**TEXT PROVIDED:**
Penn State Basketball

Penn State looks to continue to get better in Big Ten tournament

Penn State forward Brandon Taylor jumps for a shot over Illinois center Maverick Morgan (22) during the Nittany Lions’ 86-79 double-overtime win on Sunday at the Bryce Jordan Center.
Penn State forward Brandon Taylor jumps for a shot over Illinois center Maverick Morgan (22) during the Nittany Lions’ 86-79 double-overtime win on Sunday at the Bryce Jordan Center. knetzer@centredaily.com

The numbers reveal how much Penn State improved at the end of the basketball regular season.

The Nittany Lions won five of their final eight games, a stretch in which they started to connect from beyond the arc, shared the ball more and played better on the defensive end.

Penn State coach Patrick Chambers noted the team’s statistics in those eight games — which even include a pair of blowout losses to Nebraska and Michigan State — are better than they were all season.

“To me that means we’re getting better,” Chambers said at the team’s media availability Tuesday, “and that excites me.”

After a strong finish to the regular season, the No. 10 seed Nittany Lions (16-15, 7-11) will take on No. 7 seed Ohio State (19-12, 11-7) in the second round of the Big Ten tournament at 6:30 p.m. Thursday at Bankers Life Fieldhouse in Indianapolis.

Penn State finished with a season-low point total in a 66-46 loss to Ohio State in late January.

Josh Reaves missed that game due to mononucleosis, and Shep Garner injured his ankle early in the game against the Buckeyes. Chambers said Tuesday that his team is healthy going into the conference tournament. Buckeyes forward Jae’Sean Tate, who averaged 11.7 points and 6.4 rebounds in 28 games, underwent season-ending left shoulder surgery in late February.

Tate went 6 for 6 from the field and scored 15 points in the first matchup against the Nittany Lions.

“We’re two different teams than we were when we first met,” Chambers said.

The Nittany Lions went 4 for 25 from beyond the arc in the loss at Ohio State. They started 0 for 13 from 3-point range and finished 2 for 16 from deep in the first half.

It was part of season-long struggle from 3-point range to that point. A little over a week later, Penn State finished 1 for 20 from beyond the arc in a loss to Iowa.

The Nittany Lions then drilled eight 3s in an upset win over eventual Big Ten champion Indiana, marking the start of their turnaround. Before the Indiana game, Penn State ranked 337th out of 346 Division I teams in the country in 3-point field goal percentage at 28.8 percent. The Nittany Lions were making an average of 5.7 3-pointers per game.

In the last eight games, Penn State was hitting nine 3s per game at a 37.5 percent clip. The team was also averaging 11.5 assists per game during that stretch after averaging 9.6 in its first 23 games.

**DATASET EXTRACT:**
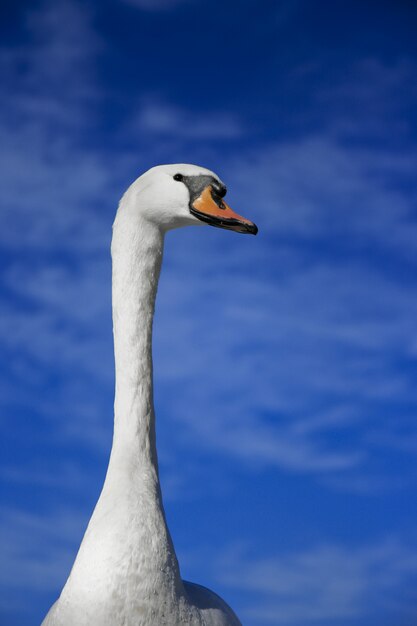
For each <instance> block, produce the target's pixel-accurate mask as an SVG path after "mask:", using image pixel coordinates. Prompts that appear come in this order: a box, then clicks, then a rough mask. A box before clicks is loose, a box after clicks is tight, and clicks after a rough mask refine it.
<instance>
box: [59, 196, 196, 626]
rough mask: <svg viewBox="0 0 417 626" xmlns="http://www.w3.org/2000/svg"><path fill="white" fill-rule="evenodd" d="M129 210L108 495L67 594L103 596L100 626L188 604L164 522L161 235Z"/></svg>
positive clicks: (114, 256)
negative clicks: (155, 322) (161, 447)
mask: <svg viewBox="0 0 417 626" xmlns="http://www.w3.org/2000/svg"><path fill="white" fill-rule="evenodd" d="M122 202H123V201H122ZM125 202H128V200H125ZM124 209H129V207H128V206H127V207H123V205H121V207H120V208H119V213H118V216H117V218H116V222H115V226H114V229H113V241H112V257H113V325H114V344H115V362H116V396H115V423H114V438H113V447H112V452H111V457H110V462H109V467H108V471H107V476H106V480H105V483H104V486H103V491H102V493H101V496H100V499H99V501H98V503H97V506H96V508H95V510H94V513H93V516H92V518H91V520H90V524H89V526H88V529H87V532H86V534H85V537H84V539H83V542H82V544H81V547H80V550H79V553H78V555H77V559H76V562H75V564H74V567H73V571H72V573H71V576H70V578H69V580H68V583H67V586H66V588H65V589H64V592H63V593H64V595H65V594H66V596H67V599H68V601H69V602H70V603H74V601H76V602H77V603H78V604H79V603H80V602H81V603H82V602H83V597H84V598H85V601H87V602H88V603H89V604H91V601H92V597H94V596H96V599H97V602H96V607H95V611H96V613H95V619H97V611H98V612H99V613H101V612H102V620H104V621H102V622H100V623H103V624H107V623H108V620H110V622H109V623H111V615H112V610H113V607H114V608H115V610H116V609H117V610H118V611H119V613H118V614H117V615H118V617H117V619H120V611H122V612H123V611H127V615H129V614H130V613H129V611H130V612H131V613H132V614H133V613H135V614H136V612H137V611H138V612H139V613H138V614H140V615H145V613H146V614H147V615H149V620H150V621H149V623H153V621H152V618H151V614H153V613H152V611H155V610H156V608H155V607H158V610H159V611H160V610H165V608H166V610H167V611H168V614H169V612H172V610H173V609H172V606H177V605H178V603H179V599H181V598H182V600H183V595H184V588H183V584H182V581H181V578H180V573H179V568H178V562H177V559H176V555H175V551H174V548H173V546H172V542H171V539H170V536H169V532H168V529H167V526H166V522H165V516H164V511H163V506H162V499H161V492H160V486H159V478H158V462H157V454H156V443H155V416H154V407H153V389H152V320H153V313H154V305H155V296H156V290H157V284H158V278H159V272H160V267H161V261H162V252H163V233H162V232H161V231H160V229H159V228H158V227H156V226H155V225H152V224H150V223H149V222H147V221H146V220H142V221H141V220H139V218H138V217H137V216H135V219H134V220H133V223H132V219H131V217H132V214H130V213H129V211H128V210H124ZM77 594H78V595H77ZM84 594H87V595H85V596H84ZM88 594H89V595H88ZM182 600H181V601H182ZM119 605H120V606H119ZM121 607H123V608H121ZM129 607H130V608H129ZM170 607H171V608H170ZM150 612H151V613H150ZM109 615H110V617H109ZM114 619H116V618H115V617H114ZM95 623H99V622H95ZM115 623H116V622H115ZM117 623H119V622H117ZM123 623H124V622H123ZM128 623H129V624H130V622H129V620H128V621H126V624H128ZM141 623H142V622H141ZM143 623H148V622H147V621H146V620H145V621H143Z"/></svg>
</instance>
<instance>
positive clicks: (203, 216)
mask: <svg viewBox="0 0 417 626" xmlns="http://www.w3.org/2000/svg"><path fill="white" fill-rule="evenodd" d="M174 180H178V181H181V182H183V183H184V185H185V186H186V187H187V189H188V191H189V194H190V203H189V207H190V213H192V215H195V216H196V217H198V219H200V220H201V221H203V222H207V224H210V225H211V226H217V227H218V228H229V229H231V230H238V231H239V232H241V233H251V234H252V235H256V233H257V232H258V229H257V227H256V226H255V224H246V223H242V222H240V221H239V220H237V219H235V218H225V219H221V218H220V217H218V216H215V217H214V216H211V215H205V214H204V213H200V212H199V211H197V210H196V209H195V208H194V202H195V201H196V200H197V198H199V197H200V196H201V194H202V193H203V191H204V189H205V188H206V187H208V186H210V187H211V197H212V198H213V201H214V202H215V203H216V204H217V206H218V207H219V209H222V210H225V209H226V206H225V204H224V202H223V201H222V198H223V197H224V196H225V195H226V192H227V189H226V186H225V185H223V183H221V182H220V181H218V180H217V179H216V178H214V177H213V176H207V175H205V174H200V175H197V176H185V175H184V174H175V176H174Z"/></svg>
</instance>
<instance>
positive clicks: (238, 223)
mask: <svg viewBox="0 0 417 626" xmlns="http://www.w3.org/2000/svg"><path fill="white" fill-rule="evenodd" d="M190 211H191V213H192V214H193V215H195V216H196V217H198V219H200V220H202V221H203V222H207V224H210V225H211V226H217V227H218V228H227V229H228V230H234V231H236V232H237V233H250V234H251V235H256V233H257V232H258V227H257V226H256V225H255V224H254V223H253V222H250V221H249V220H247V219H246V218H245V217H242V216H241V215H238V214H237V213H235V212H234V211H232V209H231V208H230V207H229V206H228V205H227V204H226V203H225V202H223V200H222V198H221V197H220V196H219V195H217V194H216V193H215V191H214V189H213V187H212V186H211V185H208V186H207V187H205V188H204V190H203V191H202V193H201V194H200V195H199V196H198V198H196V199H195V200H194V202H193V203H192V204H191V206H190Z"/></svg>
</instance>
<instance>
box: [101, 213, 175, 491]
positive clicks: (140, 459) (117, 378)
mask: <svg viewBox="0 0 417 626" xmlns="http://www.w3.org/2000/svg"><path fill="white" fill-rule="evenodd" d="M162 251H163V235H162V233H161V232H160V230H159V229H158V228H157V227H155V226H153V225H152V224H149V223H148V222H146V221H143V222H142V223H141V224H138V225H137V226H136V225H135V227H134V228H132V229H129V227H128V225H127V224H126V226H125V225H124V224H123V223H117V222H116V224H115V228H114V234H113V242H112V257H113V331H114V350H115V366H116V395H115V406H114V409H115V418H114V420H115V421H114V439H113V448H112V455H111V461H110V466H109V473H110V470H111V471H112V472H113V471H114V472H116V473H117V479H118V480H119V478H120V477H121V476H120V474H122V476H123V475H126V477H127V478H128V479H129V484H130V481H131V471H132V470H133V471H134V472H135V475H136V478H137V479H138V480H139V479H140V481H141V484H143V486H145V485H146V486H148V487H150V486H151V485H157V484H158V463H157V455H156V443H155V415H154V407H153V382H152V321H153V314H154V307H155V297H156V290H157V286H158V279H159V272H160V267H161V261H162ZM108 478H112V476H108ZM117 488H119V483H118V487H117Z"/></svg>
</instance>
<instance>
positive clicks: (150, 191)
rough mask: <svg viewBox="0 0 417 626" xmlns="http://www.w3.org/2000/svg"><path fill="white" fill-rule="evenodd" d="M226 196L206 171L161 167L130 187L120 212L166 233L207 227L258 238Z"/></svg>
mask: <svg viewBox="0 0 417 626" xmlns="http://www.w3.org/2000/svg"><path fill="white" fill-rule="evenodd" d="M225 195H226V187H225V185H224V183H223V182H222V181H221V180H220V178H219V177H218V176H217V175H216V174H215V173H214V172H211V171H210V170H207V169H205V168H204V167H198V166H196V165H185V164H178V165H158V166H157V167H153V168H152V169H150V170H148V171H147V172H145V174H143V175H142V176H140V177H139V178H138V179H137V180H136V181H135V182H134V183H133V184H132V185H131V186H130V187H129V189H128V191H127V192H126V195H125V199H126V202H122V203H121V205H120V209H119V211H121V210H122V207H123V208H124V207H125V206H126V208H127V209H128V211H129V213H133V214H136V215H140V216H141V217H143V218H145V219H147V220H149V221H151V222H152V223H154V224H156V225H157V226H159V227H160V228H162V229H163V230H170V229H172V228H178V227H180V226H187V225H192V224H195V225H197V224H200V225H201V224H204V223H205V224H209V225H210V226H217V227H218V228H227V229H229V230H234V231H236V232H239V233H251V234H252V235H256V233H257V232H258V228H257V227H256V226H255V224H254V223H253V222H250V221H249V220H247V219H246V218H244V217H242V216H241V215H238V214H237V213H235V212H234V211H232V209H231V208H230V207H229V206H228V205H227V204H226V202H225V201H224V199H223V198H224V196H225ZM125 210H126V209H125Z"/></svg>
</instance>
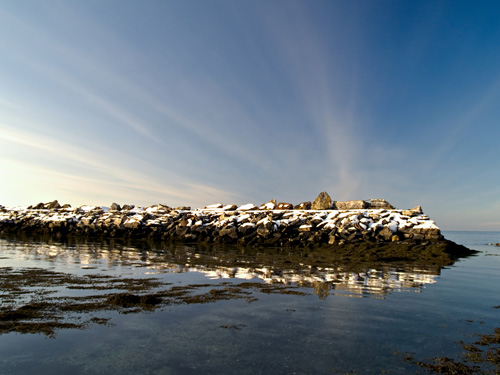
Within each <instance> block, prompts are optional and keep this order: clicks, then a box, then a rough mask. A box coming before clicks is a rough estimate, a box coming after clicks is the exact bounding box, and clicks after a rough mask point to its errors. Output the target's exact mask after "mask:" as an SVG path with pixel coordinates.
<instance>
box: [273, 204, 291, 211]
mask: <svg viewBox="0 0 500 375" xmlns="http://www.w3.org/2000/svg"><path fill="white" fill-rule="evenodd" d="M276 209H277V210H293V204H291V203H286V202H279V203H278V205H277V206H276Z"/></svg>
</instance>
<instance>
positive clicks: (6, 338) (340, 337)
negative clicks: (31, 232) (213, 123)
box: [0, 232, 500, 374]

--

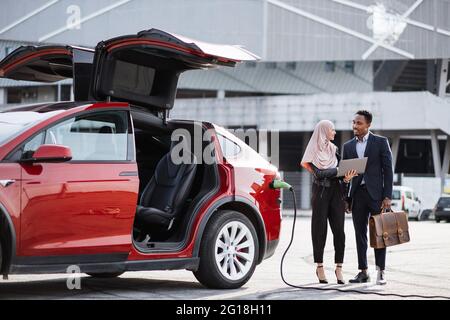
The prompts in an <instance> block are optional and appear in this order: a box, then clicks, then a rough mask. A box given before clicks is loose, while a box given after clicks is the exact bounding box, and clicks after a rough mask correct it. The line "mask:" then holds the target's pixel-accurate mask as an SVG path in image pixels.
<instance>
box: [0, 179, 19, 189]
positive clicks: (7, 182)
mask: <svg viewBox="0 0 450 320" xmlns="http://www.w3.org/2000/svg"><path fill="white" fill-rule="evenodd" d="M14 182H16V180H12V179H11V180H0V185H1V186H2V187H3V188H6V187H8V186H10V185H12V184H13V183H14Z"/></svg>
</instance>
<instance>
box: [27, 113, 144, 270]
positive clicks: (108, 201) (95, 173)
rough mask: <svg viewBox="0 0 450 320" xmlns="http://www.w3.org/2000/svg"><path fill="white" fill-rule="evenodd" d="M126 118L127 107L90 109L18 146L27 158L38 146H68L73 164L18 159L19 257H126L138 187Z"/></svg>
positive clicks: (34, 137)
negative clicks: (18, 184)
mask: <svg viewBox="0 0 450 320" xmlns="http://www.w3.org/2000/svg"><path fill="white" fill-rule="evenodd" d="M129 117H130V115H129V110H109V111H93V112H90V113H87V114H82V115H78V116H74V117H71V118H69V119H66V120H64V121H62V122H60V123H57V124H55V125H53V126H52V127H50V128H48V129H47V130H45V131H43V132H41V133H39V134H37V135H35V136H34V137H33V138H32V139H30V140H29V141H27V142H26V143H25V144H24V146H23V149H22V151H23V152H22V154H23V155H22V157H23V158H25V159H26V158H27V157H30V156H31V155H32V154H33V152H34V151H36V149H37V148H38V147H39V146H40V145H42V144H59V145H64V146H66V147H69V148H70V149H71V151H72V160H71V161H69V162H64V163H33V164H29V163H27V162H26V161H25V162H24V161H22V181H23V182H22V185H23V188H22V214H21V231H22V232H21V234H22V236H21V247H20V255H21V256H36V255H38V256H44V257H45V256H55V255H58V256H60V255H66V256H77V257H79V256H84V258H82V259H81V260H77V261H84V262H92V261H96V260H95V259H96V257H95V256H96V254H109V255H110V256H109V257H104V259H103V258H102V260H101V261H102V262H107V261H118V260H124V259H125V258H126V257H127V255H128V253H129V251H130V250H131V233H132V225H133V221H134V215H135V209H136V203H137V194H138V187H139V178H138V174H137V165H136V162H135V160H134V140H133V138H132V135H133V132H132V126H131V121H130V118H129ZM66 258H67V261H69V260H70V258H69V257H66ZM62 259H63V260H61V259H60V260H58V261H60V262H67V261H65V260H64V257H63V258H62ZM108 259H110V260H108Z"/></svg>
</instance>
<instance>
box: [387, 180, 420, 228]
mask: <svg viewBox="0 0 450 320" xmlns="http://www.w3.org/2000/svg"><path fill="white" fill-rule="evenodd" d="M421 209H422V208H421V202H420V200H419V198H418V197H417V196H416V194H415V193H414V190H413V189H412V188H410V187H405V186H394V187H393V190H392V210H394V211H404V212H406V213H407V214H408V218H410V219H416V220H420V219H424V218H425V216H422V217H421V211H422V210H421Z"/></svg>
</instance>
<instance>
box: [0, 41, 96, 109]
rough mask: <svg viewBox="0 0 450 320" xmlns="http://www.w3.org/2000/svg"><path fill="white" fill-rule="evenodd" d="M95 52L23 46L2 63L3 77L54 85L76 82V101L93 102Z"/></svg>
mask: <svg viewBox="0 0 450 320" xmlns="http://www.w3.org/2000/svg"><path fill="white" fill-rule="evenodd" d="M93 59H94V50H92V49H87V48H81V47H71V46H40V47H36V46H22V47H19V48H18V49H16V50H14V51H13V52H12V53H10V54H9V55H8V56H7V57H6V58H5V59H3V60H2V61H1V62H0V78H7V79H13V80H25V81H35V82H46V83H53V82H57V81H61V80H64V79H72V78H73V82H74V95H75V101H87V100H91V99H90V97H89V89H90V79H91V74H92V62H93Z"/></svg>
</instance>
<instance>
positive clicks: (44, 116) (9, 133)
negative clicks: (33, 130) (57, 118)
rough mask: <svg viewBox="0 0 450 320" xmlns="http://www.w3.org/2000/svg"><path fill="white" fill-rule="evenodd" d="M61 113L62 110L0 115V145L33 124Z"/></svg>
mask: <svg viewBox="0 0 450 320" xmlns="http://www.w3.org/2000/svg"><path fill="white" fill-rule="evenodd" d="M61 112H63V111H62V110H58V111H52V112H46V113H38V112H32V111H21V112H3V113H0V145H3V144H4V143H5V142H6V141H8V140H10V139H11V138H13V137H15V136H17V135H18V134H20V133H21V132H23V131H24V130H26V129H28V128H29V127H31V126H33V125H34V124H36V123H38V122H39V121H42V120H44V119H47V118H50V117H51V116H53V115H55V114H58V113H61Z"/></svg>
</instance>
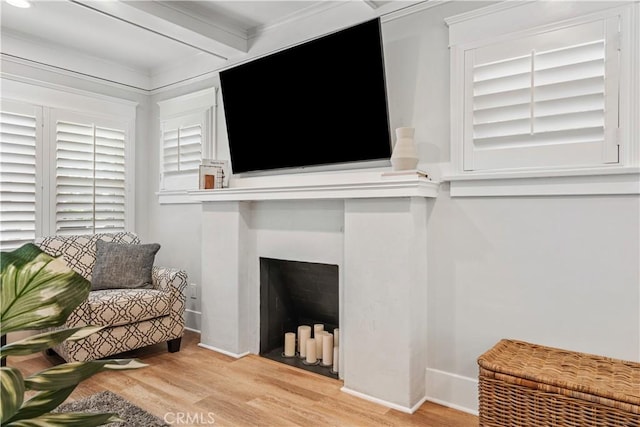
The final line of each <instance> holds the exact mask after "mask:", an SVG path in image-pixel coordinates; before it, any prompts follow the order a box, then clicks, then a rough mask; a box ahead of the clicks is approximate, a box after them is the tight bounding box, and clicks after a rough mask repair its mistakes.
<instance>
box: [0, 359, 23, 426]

**YOUR OBJECTIVE:**
Can you copy the Penn State basketball article word for word, starting with "Penn State coach" and going on through "Fieldhouse in Indianapolis."? Use only the Penn State basketball article, not the rows.

**ANSWER BOX:**
Penn State coach Patrick Chambers noted the team’s statistics in those eight games — which even include a pair of blowout losses to Nebraska and Michigan State — are better than they were all season.

“To me that means we’re getting better,” Chambers said at the team’s media availability Tuesday, “and that excites me.”

After a strong finish to the regular season, the No. 10 seed Nittany Lions (16-15, 7-11) will take on No. 7 seed Ohio State (19-12, 11-7) in the second round of the Big Ten tournament at 6:30 p.m. Thursday at Bankers Life Fieldhouse in Indianapolis.